====== Источник

Другая стратегическая ошибка, допущенная обновленной правящей и интеллектуальной элитой трансформирующихся стран, состояла в выборе неправильных ориентиров, устаревшей социально-экономической модели. Вместо того чтобы устремиться вперед, к постиндустриальной модели XXI в., был провозглашен курс возврата к либеральной модели XIX в., к реставрации капитализма эпохи свободной конкуренции. Ничего путного из этого получиться не могло: стрела времени, как убедительно доказал Илья Пригожин, обратного хода не имеет. В результате получился некий мутант, гибрид вчерашнего с позавчерашним, псевдо-либеральная модель с паразитическим первоначальным накоплением капитала, господством олигархов, компрадоров и мафиозной теневой экономики, со стремительным ограблением государства и большинства населения в условиях обвального экономического и общесистемного кризиса.
Третья стратегическая ошибка заключалась в разрыве складывавшихся столетиями уз, скреплявших взаимозависимые части единого цивилизационного организма, в распаде СЭВ и СССР, в стремлении в одиночку вырваться из опостылевшего тоталитарного строя, отдаться на милость более богатым и сильным соседям. Каждый погибает в одиночку, ищет собственные пути выхода из трясины кризиса — и все глубже увязает в ней. Надежды на бескорыстную благотворительность в глобальной экономике и мировой политике — весьма опасная иллюзия, которая не могла не привести к печальным результатам. Началась борьба за передел ослабевшей цивилизации. Первой заявила свои права на наследство западная цивилизация, прибирающая к рукам восточноевропейские страны, Прибалтику, делающая ставку на Украину, настойчиво продвигающая НАТО к российским границам. Другим наследником объявила себя мусульманская цивилизация, делающая заявку на Среднюю Азию и Казахстан, Азербайджан, республики Северного Кавказа и Поволжья с преобладанием мусульманского населения. Если эта тенденция продолжится в XXI в., то через пару десятков лет на карте мира останется слабосильный реликт от некогда мощной цивилизации со славным историческим прошлым.
На какую же социально-экономическую модель следует ориентироваться в этот предельно критический период российской истории? Какой путь в будущее выбрать? Здесь четко вырисовывается три реальные альтернативные модели (при наличии множества промежуточных, смешанных и экстремальных моделей).

============
====== Список

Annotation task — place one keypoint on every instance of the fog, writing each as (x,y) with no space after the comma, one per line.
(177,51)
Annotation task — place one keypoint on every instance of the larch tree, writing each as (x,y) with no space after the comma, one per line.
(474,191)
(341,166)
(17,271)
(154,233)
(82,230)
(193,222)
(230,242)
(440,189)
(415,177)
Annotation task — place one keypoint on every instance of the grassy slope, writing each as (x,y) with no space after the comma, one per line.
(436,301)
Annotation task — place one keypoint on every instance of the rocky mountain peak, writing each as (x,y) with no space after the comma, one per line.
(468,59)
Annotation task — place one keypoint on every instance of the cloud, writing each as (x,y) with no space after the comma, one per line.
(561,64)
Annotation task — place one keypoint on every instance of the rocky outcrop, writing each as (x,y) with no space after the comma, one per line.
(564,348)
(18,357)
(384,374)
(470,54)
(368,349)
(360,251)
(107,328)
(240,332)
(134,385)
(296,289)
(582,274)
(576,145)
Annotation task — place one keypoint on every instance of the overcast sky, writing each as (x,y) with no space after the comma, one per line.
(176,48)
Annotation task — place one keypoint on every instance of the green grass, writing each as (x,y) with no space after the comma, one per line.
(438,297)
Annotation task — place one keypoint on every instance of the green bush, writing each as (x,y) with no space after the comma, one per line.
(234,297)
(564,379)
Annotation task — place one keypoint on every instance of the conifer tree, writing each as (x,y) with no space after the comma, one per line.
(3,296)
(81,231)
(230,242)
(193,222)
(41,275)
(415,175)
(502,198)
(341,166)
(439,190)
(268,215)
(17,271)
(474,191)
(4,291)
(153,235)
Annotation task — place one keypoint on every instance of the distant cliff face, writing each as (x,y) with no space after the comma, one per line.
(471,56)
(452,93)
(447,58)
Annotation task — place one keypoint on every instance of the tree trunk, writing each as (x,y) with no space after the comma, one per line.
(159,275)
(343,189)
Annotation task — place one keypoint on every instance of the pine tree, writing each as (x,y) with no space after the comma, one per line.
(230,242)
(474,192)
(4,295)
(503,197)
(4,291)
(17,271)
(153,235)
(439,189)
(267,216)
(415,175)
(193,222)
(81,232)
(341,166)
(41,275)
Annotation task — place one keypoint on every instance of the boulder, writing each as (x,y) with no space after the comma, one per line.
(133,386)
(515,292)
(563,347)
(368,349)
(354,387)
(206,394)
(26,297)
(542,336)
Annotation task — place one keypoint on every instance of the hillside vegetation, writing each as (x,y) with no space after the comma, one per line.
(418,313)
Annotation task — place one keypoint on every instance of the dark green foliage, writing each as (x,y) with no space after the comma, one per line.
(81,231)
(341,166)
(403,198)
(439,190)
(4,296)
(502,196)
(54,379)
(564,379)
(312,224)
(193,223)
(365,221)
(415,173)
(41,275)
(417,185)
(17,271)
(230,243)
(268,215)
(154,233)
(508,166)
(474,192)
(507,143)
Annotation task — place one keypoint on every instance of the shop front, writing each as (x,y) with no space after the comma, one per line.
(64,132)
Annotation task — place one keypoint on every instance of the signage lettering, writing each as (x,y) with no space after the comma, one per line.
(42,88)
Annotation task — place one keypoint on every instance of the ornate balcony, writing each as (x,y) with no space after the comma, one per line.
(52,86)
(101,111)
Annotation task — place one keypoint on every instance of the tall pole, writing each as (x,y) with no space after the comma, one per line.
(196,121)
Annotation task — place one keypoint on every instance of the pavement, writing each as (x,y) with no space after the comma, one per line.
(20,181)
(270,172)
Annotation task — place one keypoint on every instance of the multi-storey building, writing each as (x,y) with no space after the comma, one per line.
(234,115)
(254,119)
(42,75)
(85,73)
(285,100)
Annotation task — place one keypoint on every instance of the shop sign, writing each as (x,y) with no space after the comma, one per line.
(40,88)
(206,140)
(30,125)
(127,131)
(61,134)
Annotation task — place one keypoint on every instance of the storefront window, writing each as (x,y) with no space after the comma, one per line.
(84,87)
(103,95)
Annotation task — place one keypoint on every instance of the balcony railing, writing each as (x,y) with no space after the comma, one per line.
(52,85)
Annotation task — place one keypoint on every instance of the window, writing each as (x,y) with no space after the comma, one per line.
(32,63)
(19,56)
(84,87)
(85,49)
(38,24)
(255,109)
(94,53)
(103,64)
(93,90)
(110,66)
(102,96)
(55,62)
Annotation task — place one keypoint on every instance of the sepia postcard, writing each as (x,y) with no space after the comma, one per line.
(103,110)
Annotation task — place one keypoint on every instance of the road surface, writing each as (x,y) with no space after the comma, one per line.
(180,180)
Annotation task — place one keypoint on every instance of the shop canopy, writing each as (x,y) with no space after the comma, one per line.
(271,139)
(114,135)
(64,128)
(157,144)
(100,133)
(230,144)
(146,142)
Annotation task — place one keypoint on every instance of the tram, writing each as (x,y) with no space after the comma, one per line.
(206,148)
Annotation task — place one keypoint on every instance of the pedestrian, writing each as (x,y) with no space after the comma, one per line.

============

◆ Задача ◆
Ответьте, пожалуйста: к какой модели, согласно источнику, был провозглашен курс возврата вместо движения к постиндустриальной модели XXI в.?

◆ Ответ ◆
К либеральной модели XIX в., то есть к реставрации капитализма эпохи свободной конкуренции.